Copy the records word for word, beginning with the line that contains "car license plate?" and continuing through the line that contains "198], [293, 197]]", with both of those lines included. Omit the pictures from your copy.
+ + + + +
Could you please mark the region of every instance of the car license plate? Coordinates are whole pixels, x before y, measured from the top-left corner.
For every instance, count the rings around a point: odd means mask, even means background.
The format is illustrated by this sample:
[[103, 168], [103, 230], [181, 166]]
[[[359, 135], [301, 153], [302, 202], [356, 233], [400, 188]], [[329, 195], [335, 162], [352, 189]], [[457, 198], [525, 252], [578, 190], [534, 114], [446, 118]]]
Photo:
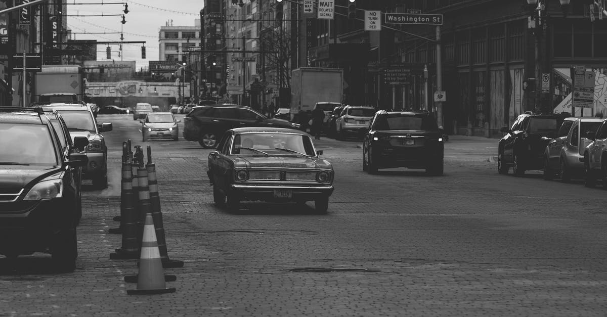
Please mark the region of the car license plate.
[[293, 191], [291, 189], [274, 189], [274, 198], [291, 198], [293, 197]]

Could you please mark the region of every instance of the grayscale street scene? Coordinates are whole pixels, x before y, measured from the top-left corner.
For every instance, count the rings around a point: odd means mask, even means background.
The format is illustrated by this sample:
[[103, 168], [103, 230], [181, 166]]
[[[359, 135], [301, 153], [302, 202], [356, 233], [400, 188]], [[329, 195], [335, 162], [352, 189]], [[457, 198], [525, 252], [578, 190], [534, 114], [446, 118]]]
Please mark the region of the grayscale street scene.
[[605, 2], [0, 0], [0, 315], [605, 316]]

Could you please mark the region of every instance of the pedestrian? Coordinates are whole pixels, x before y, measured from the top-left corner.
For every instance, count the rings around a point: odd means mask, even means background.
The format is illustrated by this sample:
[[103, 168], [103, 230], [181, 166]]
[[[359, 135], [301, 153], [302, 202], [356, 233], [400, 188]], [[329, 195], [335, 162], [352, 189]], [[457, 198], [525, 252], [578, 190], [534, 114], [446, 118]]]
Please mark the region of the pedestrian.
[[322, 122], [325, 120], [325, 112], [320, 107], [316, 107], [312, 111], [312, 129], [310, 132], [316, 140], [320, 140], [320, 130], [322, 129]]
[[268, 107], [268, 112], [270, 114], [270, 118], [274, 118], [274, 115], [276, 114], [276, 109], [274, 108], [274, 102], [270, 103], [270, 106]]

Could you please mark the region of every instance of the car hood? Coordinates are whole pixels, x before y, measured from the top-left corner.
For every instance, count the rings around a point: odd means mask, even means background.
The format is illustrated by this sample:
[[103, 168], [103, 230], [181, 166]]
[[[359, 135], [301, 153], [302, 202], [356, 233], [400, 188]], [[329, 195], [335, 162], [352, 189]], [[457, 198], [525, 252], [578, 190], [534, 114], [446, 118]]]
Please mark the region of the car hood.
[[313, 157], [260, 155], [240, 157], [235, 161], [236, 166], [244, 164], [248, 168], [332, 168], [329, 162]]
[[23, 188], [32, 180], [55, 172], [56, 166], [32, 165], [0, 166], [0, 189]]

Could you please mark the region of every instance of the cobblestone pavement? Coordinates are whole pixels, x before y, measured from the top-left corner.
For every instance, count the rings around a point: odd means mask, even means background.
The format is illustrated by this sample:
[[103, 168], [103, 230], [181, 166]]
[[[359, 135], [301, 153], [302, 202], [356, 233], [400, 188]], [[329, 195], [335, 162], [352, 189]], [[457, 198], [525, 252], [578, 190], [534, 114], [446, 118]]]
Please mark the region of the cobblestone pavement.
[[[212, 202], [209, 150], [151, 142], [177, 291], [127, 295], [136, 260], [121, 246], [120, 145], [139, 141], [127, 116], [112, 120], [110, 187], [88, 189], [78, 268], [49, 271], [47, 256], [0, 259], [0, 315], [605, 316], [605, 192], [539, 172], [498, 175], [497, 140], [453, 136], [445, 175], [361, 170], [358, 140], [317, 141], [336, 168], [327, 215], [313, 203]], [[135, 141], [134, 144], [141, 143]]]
+ + + + +
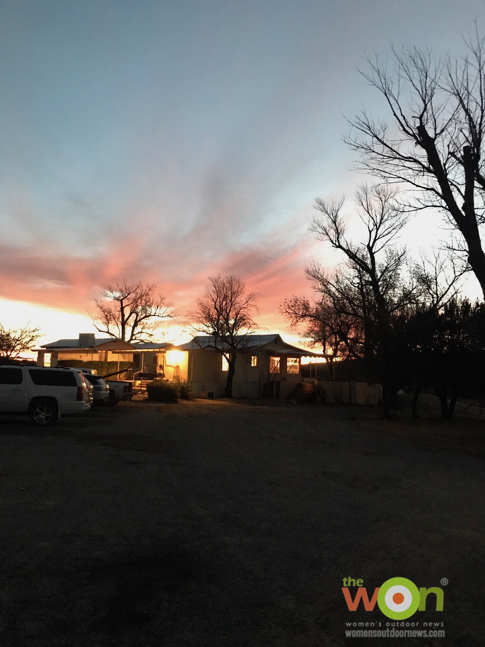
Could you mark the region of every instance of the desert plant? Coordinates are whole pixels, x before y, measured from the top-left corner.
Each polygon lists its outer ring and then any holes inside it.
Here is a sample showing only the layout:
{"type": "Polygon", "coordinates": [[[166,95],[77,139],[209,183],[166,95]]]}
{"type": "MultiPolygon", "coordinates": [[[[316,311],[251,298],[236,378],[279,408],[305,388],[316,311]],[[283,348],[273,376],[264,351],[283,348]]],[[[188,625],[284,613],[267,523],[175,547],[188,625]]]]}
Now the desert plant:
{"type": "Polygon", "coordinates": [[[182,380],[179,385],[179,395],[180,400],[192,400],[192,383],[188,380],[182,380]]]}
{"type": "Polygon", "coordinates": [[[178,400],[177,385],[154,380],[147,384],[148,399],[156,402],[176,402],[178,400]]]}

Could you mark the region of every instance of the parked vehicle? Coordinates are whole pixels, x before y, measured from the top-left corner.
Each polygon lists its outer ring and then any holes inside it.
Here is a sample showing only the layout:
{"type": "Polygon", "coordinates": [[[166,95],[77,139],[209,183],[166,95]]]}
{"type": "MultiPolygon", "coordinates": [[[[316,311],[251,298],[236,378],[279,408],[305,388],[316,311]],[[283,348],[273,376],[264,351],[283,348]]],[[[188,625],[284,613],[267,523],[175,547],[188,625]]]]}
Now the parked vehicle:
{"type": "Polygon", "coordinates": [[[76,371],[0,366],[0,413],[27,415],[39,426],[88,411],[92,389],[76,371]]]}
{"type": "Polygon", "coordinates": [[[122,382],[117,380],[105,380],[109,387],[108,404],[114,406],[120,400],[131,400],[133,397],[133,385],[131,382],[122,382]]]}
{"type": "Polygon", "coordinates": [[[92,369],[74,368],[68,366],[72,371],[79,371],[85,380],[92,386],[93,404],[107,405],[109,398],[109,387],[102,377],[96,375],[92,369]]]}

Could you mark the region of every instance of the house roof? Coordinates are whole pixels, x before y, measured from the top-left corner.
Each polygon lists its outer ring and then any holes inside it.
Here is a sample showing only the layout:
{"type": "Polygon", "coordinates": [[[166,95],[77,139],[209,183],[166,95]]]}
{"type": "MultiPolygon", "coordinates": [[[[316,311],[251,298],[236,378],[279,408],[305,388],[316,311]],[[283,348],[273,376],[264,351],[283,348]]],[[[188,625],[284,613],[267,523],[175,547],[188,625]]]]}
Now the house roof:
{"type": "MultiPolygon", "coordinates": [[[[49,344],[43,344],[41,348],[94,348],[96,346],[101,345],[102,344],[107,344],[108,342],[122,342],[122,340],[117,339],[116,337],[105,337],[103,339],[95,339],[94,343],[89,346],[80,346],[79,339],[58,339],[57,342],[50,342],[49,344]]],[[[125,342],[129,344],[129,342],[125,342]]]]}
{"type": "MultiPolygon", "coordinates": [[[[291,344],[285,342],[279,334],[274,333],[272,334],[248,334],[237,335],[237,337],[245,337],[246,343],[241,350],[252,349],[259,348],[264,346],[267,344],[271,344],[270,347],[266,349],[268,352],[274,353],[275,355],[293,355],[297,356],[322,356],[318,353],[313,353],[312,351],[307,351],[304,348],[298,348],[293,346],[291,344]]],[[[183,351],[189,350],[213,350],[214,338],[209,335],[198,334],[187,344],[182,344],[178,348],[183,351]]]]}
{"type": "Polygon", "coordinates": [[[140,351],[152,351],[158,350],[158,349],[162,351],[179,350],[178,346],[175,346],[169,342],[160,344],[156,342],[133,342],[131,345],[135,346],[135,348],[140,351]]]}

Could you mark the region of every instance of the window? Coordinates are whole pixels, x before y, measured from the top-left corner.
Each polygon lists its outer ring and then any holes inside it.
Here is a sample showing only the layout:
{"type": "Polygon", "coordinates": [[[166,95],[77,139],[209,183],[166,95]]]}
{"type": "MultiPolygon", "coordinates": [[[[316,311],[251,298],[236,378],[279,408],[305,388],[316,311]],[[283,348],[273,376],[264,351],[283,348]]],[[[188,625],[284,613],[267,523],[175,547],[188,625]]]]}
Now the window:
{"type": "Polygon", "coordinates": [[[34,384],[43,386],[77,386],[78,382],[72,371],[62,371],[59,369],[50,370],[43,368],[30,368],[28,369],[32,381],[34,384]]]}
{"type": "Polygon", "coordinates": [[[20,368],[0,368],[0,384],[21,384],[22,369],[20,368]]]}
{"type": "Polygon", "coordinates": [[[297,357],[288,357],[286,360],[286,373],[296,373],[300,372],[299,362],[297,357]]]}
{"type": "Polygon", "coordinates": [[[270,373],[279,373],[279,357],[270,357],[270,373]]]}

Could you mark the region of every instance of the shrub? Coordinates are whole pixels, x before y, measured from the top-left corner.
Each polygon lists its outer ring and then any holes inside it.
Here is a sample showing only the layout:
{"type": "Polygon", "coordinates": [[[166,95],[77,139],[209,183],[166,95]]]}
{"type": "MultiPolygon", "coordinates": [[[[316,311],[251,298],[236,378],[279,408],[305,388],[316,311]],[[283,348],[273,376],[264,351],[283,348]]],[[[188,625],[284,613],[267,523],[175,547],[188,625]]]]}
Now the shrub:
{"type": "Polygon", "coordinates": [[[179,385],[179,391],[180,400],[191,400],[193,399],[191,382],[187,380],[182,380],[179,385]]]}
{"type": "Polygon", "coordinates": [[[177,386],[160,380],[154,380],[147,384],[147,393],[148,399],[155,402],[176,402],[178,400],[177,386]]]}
+ + + + +
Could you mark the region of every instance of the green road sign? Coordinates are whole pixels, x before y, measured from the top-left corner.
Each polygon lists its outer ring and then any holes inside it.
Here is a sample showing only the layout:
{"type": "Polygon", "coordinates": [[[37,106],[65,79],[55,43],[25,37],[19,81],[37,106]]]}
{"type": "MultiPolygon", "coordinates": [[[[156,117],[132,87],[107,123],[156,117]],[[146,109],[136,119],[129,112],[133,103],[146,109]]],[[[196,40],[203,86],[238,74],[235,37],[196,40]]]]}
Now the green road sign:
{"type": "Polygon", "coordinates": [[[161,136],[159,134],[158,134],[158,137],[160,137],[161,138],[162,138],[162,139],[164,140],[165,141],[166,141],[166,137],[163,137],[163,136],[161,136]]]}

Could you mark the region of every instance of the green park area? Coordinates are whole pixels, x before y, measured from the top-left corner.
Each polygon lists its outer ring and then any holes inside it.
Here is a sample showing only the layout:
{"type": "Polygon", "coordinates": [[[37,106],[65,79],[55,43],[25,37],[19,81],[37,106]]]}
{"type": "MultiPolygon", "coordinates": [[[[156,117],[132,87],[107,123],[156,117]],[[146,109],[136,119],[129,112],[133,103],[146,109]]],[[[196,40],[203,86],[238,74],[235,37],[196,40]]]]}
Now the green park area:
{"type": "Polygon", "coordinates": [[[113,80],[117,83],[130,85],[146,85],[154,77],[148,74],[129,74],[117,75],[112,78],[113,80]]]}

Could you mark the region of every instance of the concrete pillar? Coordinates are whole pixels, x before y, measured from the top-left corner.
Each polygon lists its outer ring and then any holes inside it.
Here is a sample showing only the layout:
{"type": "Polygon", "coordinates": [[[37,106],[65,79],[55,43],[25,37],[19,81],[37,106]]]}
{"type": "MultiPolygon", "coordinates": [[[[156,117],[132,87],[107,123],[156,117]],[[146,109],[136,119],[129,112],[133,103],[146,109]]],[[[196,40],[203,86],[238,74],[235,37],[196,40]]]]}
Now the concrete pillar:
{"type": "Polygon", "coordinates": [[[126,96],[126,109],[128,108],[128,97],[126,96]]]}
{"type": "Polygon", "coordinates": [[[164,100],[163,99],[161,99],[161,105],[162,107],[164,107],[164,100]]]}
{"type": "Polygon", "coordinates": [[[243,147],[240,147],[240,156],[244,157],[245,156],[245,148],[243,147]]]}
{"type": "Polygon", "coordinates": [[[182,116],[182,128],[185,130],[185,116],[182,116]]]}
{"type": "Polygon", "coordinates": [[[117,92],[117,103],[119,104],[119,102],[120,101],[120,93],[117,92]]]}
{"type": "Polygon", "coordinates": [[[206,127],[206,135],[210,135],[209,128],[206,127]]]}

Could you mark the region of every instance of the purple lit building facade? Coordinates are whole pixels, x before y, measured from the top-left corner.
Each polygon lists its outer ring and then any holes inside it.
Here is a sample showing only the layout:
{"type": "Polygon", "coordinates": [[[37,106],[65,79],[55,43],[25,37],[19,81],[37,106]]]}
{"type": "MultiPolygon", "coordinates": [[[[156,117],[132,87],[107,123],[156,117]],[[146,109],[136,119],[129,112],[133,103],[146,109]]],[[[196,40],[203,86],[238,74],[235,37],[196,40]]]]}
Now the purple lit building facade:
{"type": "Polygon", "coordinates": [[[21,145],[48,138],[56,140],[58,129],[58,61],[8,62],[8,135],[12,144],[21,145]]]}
+ + + + +
Written answer:
Could you please mark the region of every instance of the car license plate? Coordinates are whole pixels, x before y, measured from the top-left corner.
For every instance, count the rings around a point: odd means mask, even means background.
The format is illustrated by this sample:
[[103, 168], [103, 230], [181, 166]]
[[[359, 135], [301, 153], [302, 202], [356, 233], [400, 188]], [[329, 195], [335, 162], [352, 189]], [[457, 198], [525, 252], [578, 190], [534, 114], [446, 118]]]
Photo:
Please mark the region of the car license plate.
[[293, 191], [291, 189], [274, 189], [274, 198], [291, 198], [293, 197]]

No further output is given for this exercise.